**EXTRACT TO READ**
Note: There are no duplicates in the list.

Examples: 

Input: arr[] = {1, 2, 4, 6, 3, 7, 8} , N = 8
Output: 5
Explanation: Here the size of the array is 8, so the range will be [1, 8]. The missing number between 1 to 8 is 5

Input: arr[] = {1, 2, 3, 5}, N = 5
Output: 4
Explanation: Here the size of the array is 4, so the range will be [1, 5]. The missing number between 1 to 5 is 4

Recommended Practice

Approach 1 – Using Hashing: O(n) time and O(n) space

The numbers will be in the range (1, N), an array of size can be maintained to keep record of the elements present in the given array

Steps:

  • Create a temp array temp[] of size n + 1 with all initial values as 0.
  • Traverse the input array arr[], and do following for each arr[i] 
    • if(temp[arr[i]] == 0) temp[arr[i]] = 1 
  • Traverse temp[] and output the array element having value as 0 (This is the missing element).

Implementation:

C++
// C++ program to Find the missing element

#include <bits/stdc++.h>
using namespace std;

void findMissing(int arr[], int N)
{
    int i;
    int temp[N + 1];
    for(int i = 0; i <= N; i++){
      temp[i] = 0;
    }
  
    for(i = 0; i < N; i++){
      temp[arr[i] - 1] = 1;
    }


    int ans;
    for (i = 0; i <= N ; i++) {
        if (temp[i] == 0)
            ans = i  + 1;
    }
    cout << ans;
}

/* Driver code */
int main()
{
    int arr[] = { 1, 3, 7, 5, 6, 2 };
    int n = sizeof(arr) / sizeof(arr[0]);
    findMissing(arr, n);
}
C
#include <stdio.h>

void findMissing(int arr[], int N)

**COLLECTED DATA**
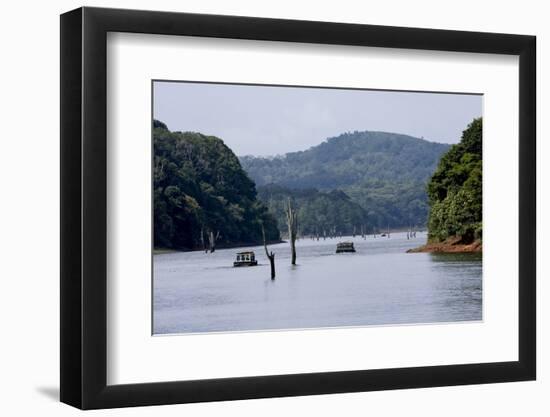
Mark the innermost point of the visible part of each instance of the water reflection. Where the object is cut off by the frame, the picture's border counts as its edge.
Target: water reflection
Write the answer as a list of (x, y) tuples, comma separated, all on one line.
[(380, 284)]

**INSTRUCTIONS**
1. In the missing-number article, list every value in the array that the C++ driver code declares, in order.
2. Copy from the missing-number article, starting at "The numbers will" and ending at "values as 0.".
3. Write what comes next in the missing-number article, picking up after its final line.
The listing comes from a separate source and is unrelated to the missing-number article.

**IN RESPONSE**
1. 1, 3, 7, 5, 6, 2

2.
The numbers will be in the range (1, N), an array of size can be maintained to keep record of the elements present in the given array

Steps:

  • Create a temp array temp[] of size n + 1 with all initial values as 0.

3.
{
    int temp[N + 1];
    for (int i = 0; i <= N; i++) {
        temp[i] = 0;
    }

    for (int i = 0; i < N; i++) {
        temp[arr[i] - 1] = 1;
    }

    int ans;
    for (int i = 0; i <= N; i++) {
        if (temp[i] == 0)
            ans = i + 1;
    }
    printf("%d", ans);
}

/* Driver code */
int main()
{
    int arr[] = { 1, 3, 7, 5, 6, 2 };
    int n = sizeof(arr) / sizeof(arr[0]);
    findMissing(arr, n);
}

// This code is contributed by nikhilm2302
Java
// Java code to implement the approach
import java.io.*;
import java.util.*;

class GFG {

    // Function to find the missing number
    public static void findMissing(int arr[], int N)
    {
        int i;
        int temp[] = new int[N + 1];
        for (i = 0; i <= N; i++) {
            temp[i] = 0;
        }

        for (i = 0; i < N; i++) {
            temp[arr[i] - 1] = 1;
        }

        int ans = 0;
        for (i = 0; i <= N; i++) {
            if (temp[i] == 0)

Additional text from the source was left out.